>>>
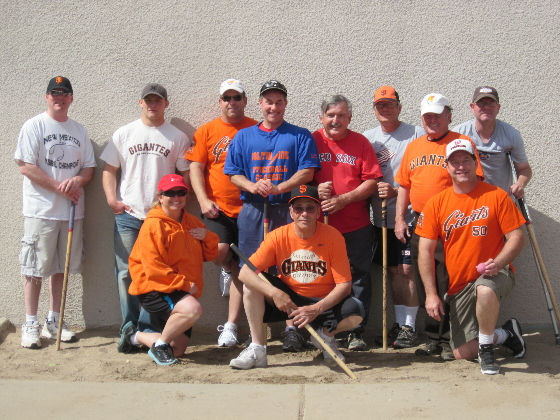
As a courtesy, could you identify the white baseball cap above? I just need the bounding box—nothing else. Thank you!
[446,139,475,159]
[421,93,450,115]
[219,79,244,95]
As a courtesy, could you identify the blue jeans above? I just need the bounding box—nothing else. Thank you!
[343,224,375,334]
[114,212,153,333]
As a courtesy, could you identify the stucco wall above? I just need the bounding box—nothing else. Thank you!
[1,1,559,336]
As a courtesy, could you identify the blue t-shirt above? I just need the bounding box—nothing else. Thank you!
[224,121,320,203]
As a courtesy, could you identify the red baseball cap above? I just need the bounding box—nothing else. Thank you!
[157,174,189,192]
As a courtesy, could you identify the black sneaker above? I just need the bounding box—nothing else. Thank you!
[347,332,367,351]
[117,321,137,353]
[478,344,499,375]
[414,338,442,356]
[502,318,526,358]
[282,328,305,352]
[148,343,178,365]
[375,322,400,347]
[394,325,418,349]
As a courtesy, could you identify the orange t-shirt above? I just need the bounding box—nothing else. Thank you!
[395,131,484,213]
[249,222,351,298]
[185,116,257,218]
[415,181,525,295]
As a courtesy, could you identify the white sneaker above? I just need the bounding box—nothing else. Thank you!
[41,319,76,342]
[230,343,267,369]
[21,321,42,349]
[219,268,232,297]
[311,327,346,362]
[217,322,238,347]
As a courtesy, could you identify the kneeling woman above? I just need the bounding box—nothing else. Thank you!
[128,174,219,365]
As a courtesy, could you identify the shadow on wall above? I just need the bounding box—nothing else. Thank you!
[80,118,231,330]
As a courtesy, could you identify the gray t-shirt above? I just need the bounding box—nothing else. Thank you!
[452,119,528,193]
[363,122,425,228]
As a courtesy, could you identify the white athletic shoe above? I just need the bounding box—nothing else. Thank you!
[230,343,267,369]
[219,268,232,297]
[311,327,346,362]
[217,322,238,347]
[21,321,42,349]
[41,319,76,342]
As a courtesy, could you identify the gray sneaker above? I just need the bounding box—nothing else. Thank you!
[311,328,346,362]
[347,332,367,351]
[478,344,499,375]
[230,344,267,369]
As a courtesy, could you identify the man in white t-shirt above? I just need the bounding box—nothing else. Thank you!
[100,83,191,351]
[15,76,96,349]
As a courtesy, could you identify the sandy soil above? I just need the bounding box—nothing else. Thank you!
[1,325,559,386]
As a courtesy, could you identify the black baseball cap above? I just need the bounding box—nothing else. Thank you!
[46,76,73,94]
[289,184,320,205]
[260,80,287,96]
[141,83,168,100]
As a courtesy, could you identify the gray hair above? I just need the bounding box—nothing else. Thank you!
[320,94,352,115]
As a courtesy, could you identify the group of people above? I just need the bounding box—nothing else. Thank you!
[15,75,531,375]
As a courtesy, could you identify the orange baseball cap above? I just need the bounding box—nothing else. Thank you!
[374,86,399,104]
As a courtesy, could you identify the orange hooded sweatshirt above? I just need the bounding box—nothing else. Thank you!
[128,206,219,299]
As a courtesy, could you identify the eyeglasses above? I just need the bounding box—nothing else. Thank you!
[221,94,243,102]
[161,189,187,197]
[49,90,72,97]
[447,157,475,168]
[292,205,317,214]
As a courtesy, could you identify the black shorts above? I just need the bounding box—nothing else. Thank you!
[372,227,412,267]
[261,272,365,332]
[138,290,192,337]
[202,211,238,245]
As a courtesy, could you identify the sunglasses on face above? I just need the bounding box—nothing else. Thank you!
[292,205,317,214]
[161,189,187,197]
[49,91,71,97]
[222,94,243,102]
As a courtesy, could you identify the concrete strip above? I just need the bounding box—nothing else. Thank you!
[0,380,302,420]
[303,382,560,419]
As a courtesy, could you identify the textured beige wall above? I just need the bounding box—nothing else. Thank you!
[1,1,559,335]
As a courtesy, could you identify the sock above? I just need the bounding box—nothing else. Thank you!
[285,326,296,332]
[224,321,237,330]
[479,332,494,346]
[494,328,508,345]
[26,314,38,323]
[155,338,167,347]
[47,311,59,323]
[130,332,139,346]
[249,342,265,350]
[394,305,406,327]
[404,306,419,330]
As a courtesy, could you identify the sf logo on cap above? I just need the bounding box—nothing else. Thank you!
[56,77,63,84]
[299,185,307,193]
[380,89,386,95]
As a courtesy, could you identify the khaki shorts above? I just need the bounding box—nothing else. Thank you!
[447,267,515,349]
[19,217,84,278]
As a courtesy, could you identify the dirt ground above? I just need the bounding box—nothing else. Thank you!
[1,324,560,386]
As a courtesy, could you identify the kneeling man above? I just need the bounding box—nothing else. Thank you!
[416,139,526,375]
[230,185,364,369]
<<<
## PROBLEM TO SOLVE
Your answer should consist only of the lines from the one with "As a courtesy, could you identify the textured" through the end of the data above, reproduced exactly.

## SOLVED EXERCISE
As a courtesy, could you identify the textured beige wall above? I just need the bounding box—nothing else. Thank you!
[1,1,559,335]
As a courtesy, could you identify the sock above? I just need the bounding box—nothing else. Thank you!
[285,326,296,332]
[224,321,237,330]
[479,332,494,346]
[494,328,508,345]
[26,314,38,323]
[155,338,167,347]
[47,311,59,323]
[130,332,139,346]
[249,342,265,350]
[394,305,406,327]
[404,306,419,330]
As a courtesy, could you identify the sf logo on cap above? I just need the bounding box—nothing else. Thank you!
[56,77,63,84]
[299,185,307,193]
[380,89,386,95]
As a courtesy, could you identify the khaki shorts above? I just need the bounding box—nothing else. Thank you!
[447,267,515,349]
[19,217,84,278]
As a courtesy, could you identify the dirt ground above? I just need the bounding box—nothing else. Thank you!
[1,324,560,386]
As a courtesy, could you identify the kneeling man above? I just need the bounding box—nothing else. Thank you!
[416,139,526,375]
[230,185,364,369]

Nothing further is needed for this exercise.